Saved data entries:

##############################

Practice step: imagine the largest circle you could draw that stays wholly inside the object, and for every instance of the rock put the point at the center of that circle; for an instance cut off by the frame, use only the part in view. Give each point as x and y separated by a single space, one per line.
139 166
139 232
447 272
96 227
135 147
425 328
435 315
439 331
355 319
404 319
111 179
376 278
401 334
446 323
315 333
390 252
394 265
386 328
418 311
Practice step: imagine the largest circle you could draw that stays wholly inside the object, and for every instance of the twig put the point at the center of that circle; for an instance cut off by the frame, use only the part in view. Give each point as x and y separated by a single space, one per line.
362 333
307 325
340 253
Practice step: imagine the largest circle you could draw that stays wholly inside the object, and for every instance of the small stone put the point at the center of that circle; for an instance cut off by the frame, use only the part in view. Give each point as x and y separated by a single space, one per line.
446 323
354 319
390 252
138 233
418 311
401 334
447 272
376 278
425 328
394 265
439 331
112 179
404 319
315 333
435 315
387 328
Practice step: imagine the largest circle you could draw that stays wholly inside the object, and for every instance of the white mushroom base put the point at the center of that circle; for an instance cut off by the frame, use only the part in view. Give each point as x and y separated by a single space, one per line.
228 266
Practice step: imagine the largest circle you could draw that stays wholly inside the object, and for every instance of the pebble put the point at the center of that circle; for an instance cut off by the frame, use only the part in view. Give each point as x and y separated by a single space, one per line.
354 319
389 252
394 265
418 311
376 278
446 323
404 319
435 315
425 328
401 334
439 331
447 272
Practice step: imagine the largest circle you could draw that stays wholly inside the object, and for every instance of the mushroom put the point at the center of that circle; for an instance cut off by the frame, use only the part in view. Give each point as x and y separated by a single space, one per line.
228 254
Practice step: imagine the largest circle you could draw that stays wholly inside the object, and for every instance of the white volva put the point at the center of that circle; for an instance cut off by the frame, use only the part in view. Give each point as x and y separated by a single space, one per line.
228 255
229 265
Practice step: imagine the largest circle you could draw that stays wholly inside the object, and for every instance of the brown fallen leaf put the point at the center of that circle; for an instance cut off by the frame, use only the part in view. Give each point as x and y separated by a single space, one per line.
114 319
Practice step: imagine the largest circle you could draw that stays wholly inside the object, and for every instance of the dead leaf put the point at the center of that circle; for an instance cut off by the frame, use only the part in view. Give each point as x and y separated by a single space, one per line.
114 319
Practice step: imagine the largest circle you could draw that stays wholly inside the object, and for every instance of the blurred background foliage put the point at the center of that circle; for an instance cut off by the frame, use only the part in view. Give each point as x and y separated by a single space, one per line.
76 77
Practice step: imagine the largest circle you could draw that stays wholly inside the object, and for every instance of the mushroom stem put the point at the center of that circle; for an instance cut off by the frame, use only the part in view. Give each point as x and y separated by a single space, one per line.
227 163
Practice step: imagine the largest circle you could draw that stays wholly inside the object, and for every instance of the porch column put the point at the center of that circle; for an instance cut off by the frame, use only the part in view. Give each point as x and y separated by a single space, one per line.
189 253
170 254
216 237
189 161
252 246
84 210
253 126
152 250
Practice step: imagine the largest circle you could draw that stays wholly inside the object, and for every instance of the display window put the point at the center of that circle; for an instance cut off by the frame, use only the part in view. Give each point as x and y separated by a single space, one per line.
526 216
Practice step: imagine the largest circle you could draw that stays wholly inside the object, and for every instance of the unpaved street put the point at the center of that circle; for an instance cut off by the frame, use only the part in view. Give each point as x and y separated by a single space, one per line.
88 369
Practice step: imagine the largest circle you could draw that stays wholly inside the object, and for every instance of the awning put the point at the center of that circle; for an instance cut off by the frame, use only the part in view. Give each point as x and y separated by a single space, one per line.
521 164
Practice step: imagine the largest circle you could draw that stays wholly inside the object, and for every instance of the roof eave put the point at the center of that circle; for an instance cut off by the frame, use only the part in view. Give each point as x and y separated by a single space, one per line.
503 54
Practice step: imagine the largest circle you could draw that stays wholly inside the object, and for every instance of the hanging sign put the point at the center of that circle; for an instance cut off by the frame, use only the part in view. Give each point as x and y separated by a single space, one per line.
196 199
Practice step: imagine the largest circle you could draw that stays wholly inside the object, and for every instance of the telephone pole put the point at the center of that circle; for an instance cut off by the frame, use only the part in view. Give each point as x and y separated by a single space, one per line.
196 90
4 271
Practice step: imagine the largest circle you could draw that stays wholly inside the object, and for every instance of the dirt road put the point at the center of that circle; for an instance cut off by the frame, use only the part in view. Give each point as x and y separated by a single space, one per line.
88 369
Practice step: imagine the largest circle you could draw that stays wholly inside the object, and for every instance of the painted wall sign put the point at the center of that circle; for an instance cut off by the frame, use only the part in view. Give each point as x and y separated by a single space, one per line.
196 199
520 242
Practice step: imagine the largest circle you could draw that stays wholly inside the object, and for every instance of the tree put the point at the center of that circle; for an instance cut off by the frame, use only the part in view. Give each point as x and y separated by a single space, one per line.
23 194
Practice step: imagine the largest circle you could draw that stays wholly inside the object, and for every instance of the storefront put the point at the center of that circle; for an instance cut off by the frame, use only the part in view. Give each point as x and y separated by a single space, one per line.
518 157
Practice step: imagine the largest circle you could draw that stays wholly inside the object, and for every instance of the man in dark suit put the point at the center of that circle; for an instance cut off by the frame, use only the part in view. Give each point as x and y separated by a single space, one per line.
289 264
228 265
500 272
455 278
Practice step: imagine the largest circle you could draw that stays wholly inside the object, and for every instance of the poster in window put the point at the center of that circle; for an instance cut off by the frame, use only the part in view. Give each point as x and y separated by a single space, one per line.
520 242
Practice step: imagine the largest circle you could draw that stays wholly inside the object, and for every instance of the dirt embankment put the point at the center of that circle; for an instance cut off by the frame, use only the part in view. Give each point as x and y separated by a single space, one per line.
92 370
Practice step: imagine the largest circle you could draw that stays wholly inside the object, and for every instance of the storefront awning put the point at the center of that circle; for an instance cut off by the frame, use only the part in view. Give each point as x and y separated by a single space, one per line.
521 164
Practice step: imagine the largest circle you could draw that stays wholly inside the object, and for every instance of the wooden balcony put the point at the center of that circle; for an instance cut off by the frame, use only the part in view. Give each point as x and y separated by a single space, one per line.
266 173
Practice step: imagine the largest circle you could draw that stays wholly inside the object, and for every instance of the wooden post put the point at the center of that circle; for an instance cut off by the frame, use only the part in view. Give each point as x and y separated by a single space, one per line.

##############################

__TASK OBJECTIVE__
Could you set down each entry above word for word?

__EXERCISE OUTPUT__
Practice step: imagine the largest circle you could draw that stays wholly inside the object, and for every instance of the rock put the point at the center of that circle; for an instance cut off by the frame, use only the part in view. Give each point as x and y separated by a single space, one per line.
139 166
139 232
447 272
96 227
135 147
425 328
435 315
439 331
355 319
404 319
111 179
376 278
401 334
446 323
315 333
390 252
394 265
386 328
418 311
Practice step: imagine the largest circle you could draw that stays wholly inside the object, and for every instance of the twig put the point at the center of that circle; for an instance cut off by the frame, use only the part in view. Give each point as x and y separated by a single space, one per line.
362 333
307 325
340 253
Practice step: imagine the largest circle you could draw that stays wholly inside the object, and for every instance of the small stone put the point at the center of that circle; for an instance cut off by the frame, use only the part in view. Give each point as x and y separated by a single space, one per line.
446 323
354 319
390 252
138 233
418 311
401 334
447 272
376 278
425 328
394 265
439 331
112 179
404 319
315 333
435 315
387 328
Practice step: imagine the largest circle you could draw that stays wholly inside the object, and for every instance of the white mushroom base put the point at the center of that circle; for an instance cut off by the frame, use only the part in view. Give each point as x and y separated by a single space, one per line.
228 266
Practice step: imagine the largest circle you could draw that stays wholly inside the object, and for every instance of the pebble put the point at the center of that circle; for an instance cut off by the frame, use only the part in view. Give each point as x and y separated by a single space, one per line.
354 319
389 252
394 265
418 311
376 278
446 323
404 319
435 315
425 328
401 334
439 331
447 272
Practice step: imagine the largest circle you could draw that stays wholly inside the object, and for every instance of the mushroom put the point at the center of that circle; for an instance cut off by the frame, use only the part in view. Give each point as x and y separated by a single space, one per line.
228 254
Practice step: imagine the largest circle you could draw that stays wholly inside the object, and for every instance of the white volva put the point at the center of that circle; for an instance cut off by the frame, use only the part in view. Give each point as x and y separated by a single space, one per line.
228 255
229 265
Practice step: imagine the largest circle you could draw that stays wholly inside the object, and for every instance of the brown fallen leaf put the point at the center of that circle; for an instance cut off by the frame, use only the part in view. Give each point as x and y separated by a single space, one per line.
114 319
Practice step: imagine the largest circle you could draw that stays wholly inside the object, and for every instance of the dead leaf put the point at the center of that circle; for an instance cut off by the frame, use only the part in view. Give each point as x and y separated by a single space, one per line.
114 319
Practice step: imagine the largest circle you could draw that stays wholly inside the object, and for every instance of the blurred background foliage put the point at the center of that circle; for an instance cut off by the frame, use only the part in view. Give each point as x and y separated by a single space, one per line.
76 77
Practice step: imagine the largest circle you could draw that stays wholly inside the object, and for every instance of the mushroom stem put the point at the center of that circle; for an instance cut off by the frame, use only the part in view. Give each point as x and y separated by a single space, one per line.
227 163
Practice step: imagine the largest circle you could draw that stays wholly inside the object, and for every instance of the porch column put the point at the center of that circle; for an instance cut off by the frame, use only the part in view. Give each point as x and y separated by a single space, one per line.
189 253
170 254
216 237
189 161
252 246
84 210
253 126
152 250
Practice step: imagine the largest circle you could draw that stays wholly inside the object, and for every instance of the display window put the point at the center of that circle; for an instance cut off by the frame, use only the part in view. Give each point as x and y separated by a single space, one per line.
526 216
Practice step: imagine the largest circle you could draw that stays wholly inside the object, and for every instance of the unpaved street put the point at the center of that circle; for an instance cut off by the frame, use only the part in view. Give each point as x and y separated by a single space, one per line.
88 369
Practice step: imagine the largest circle you could draw that stays wholly inside the object, and for every instance of the awning put the point at the center of that circle; for an instance cut off by the frame, use only the part in view. Give each point as x and y separated by a single space, one per line.
521 164
Practice step: imagine the largest circle you could draw that stays wholly inside the object, and for every instance of the roof eave put the point at the center of that circle; for an instance cut off by the frame, use only the part in view. Give each point as x and y separated by a single space, one per line.
503 54
Practice step: imagine the largest circle you could draw that stays wholly inside the object, and for every instance of the hanging sign put the point at the center of that circle; for an instance cut off by the frame, use only the part in view. Give each point as x and y separated by a single space, one per line.
196 199
Practice step: imagine the largest circle you could draw that stays wholly inside the object, and for every instance of the telephone pole put the point at the center of that circle; for an instance cut off by the frame, use only the part in view. Give each point as x and y separated by a single space, one per line.
196 90
4 271
Practice step: imagine the largest circle you could draw that stays wholly inside the object, and for every instance of the dirt road put the point at the center of that circle; for an instance cut off by the frame, use only the part in view. Give each point as x and y separated by a single space, one per line.
88 369
Practice step: imagine the largest circle you could draw that stays wholly inside the object, and for every instance of the painted wall sign put the point at the center of that circle; for an instance cut off by the frame, use only the part in view. Give each point as x and y separated by a single space, one per line.
196 199
520 242
Practice step: imagine the largest circle you could draw that stays wholly inside the object, and for every instance of the tree put the point at the center of that circle; for an instance cut off by the frame, use only the part in view. Give each point as x and y separated by a single space, one per line.
23 194
Practice step: imagine the largest circle you could draw that stays wholly inside the object, and for every instance of the storefront put the point at the center of that circle; for an instance cut off by the frame, use only the part in view. Give each point as x and y separated by a single space, one per line.
518 157
Practice step: imagine the largest circle you could draw that stays wholly inside the object, and for every instance of the man in dark suit put the point at the center of that circle; for an instance cut off by the frame, use only the part in view. Give each point as x and y separated by a single space, one per line.
289 264
228 265
500 272
455 278
Practice step: imagine the largest circle you could draw that stays wholly inside the object, and for every instance of the poster in window put the point at the center of that circle; for an instance cut off by the frame, use only the part in view. Give each point as x and y separated by a single space, one per line.
520 242
Practice step: imagine the largest circle you could draw that stays wholly inside the object, and for every instance of the dirt embankment put the point at the center of that circle; for an instance cut off by the frame, use only the part in view. Give each point as x and y separated by a single space, one per line.
92 370
Practice step: imagine the largest circle you could draw that stays wholly inside the object, and for every instance of the storefront awning put the point at the center of that circle; for an instance cut off by the frame, use only the part in view. Give each point as x and y separated by a single space, one per line.
521 164
Practice step: imagine the largest circle you could draw that stays wholly inside the object, and for every instance of the wooden balcony put the point at the center of that circle; for an instance cut off by the frame, use only the part in view. Give each point as x and y separated by a single space, one per line.
266 173
Practice step: imagine the largest circle you could draw that stays wholly inside the object, and for every instance of the wooden post put the point at the center of that circle; for an instance cut off by the frame, use only the part in view. Give each point as x and y separated by a single space, one per line.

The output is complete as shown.